Written instruction: Set out every line of the records below as a Markdown table with the columns "Row" and "Line," numbering the rows in order and skipping blank lines. Leave the pictures out of the table.

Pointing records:
::::::::
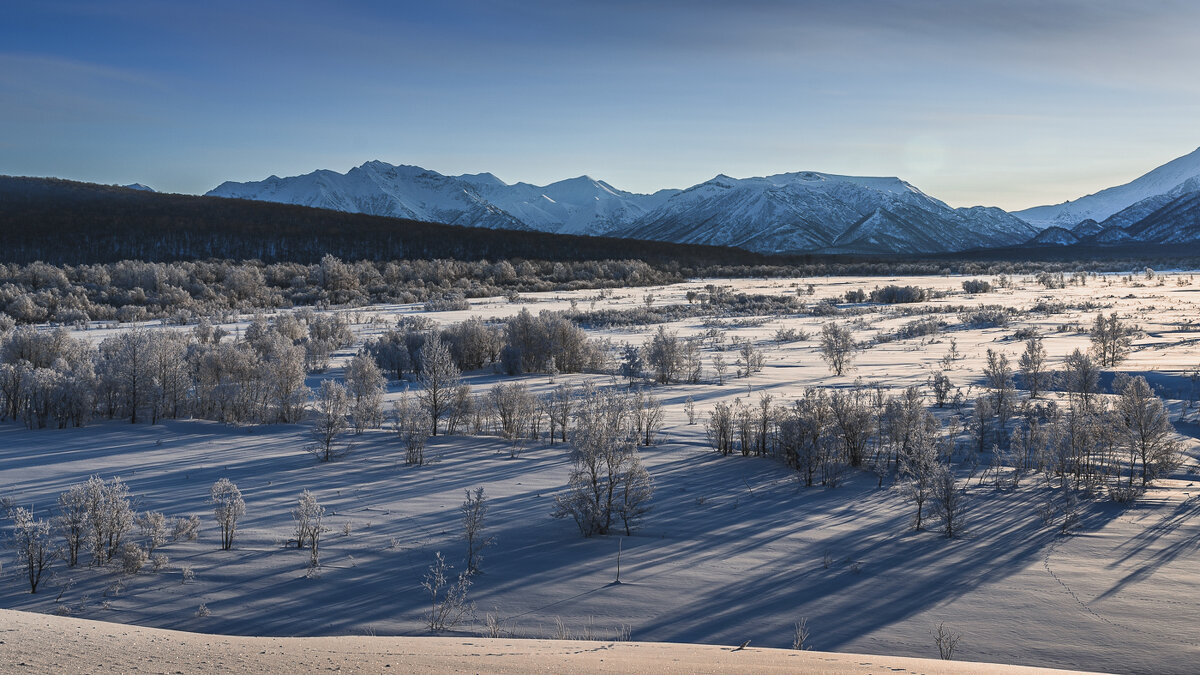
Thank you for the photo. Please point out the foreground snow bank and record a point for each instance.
(53, 644)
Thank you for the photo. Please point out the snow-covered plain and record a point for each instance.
(735, 548)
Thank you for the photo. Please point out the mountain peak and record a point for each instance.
(1175, 177)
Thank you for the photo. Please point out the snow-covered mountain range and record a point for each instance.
(1170, 180)
(1162, 207)
(785, 213)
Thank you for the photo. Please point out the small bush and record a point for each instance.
(984, 317)
(133, 557)
(897, 294)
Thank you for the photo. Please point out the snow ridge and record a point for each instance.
(796, 211)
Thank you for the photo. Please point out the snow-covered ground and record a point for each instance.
(733, 549)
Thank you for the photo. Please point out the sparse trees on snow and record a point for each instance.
(109, 517)
(307, 515)
(474, 509)
(412, 424)
(1111, 339)
(606, 481)
(439, 377)
(333, 406)
(1145, 430)
(31, 541)
(448, 599)
(365, 383)
(948, 502)
(227, 508)
(837, 346)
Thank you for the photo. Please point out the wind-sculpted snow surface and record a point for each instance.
(733, 548)
(786, 213)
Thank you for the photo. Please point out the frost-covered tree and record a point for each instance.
(109, 517)
(664, 356)
(1145, 430)
(720, 368)
(331, 408)
(631, 364)
(439, 377)
(604, 461)
(31, 542)
(1111, 339)
(1081, 378)
(1033, 365)
(71, 521)
(474, 511)
(948, 503)
(750, 359)
(919, 466)
(153, 526)
(999, 377)
(412, 425)
(227, 508)
(837, 346)
(365, 382)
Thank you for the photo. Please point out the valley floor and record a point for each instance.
(735, 548)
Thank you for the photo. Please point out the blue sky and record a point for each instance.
(1009, 103)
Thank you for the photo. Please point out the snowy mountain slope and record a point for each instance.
(381, 189)
(809, 210)
(1055, 236)
(1175, 221)
(781, 213)
(1105, 203)
(579, 205)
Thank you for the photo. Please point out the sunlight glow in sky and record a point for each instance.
(1009, 103)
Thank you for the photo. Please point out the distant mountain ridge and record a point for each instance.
(803, 211)
(1147, 192)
::::::::
Full solution:
| Row | Line |
|---|---|
| 1 | Thank you for the photo. Please point out the foreground snow bank and record a point for each instance. |
| 2 | (53, 644) |
| 3 | Thank you for the photo. Please point out the snow-covered plain and record a point for each instance. |
| 4 | (735, 548) |
| 5 | Thank you for the photo. Please point out the mountain peak and record a point for each instance. |
| 6 | (1175, 177) |
| 7 | Thank you for the photo. Please point out the snow-covered mountain range and record a point for each instance. |
| 8 | (1170, 180) |
| 9 | (1162, 207) |
| 10 | (785, 213) |
| 11 | Thank you for the photo. Please point out the small bush and record a point for each instance. |
| 12 | (984, 317) |
| 13 | (133, 557) |
| 14 | (897, 294) |
| 15 | Thank you for the photo. Please point out the snow ridge and record a point for each instance. |
| 16 | (796, 211) |
| 17 | Thank you for the photo. Please point out the snow-covered ground and record a point for each instance. |
| 18 | (733, 549) |
| 19 | Thank you for the photo. Please point out the sparse trees on snow and record a point for each instance. |
| 20 | (109, 517) |
| 21 | (307, 515) |
| 22 | (474, 509) |
| 23 | (412, 424) |
| 24 | (1111, 339) |
| 25 | (606, 481) |
| 26 | (439, 377) |
| 27 | (333, 406) |
| 28 | (1145, 430) |
| 29 | (31, 541) |
| 30 | (448, 599) |
| 31 | (365, 383) |
| 32 | (948, 502) |
| 33 | (227, 508) |
| 34 | (837, 346) |
| 35 | Thank you for the photo. Please point out the wind-sculpted snow surface and record a point for each instance. |
| 36 | (733, 548) |
| 37 | (786, 213) |
| 38 | Thank you for the photo. Please point out the frost-covered tree and record a point for each instance. |
| 39 | (109, 517) |
| 40 | (664, 356) |
| 41 | (1145, 430) |
| 42 | (720, 368) |
| 43 | (331, 408) |
| 44 | (631, 364) |
| 45 | (439, 377) |
| 46 | (604, 461) |
| 47 | (31, 542) |
| 48 | (1111, 339) |
| 49 | (1081, 378) |
| 50 | (1033, 365) |
| 51 | (71, 521) |
| 52 | (474, 511) |
| 53 | (948, 503) |
| 54 | (750, 359) |
| 55 | (919, 466) |
| 56 | (153, 526) |
| 57 | (999, 377) |
| 58 | (412, 425) |
| 59 | (227, 508) |
| 60 | (837, 346) |
| 61 | (365, 382) |
| 62 | Thank you for the photo. Please point out the valley floor and record a point for each instance. |
| 63 | (735, 548) |
| 64 | Thank you for the photo. Please point out the blue sky and record a point for each instance. |
| 65 | (1009, 103) |
| 66 | Thank you for the photo. Please point out the snowy mountain slope and record a point for each instance. |
| 67 | (381, 189) |
| 68 | (809, 210) |
| 69 | (1055, 236) |
| 70 | (1175, 221) |
| 71 | (781, 213) |
| 72 | (1105, 203) |
| 73 | (579, 205) |
| 74 | Thank you for the photo. Please point out the sunlight glow in sky and record a point for each instance. |
| 75 | (1009, 103) |
| 76 | Thank you for the photo. Please point out the distant mountain ridge and record a point for each instance. |
| 77 | (803, 211) |
| 78 | (1147, 192) |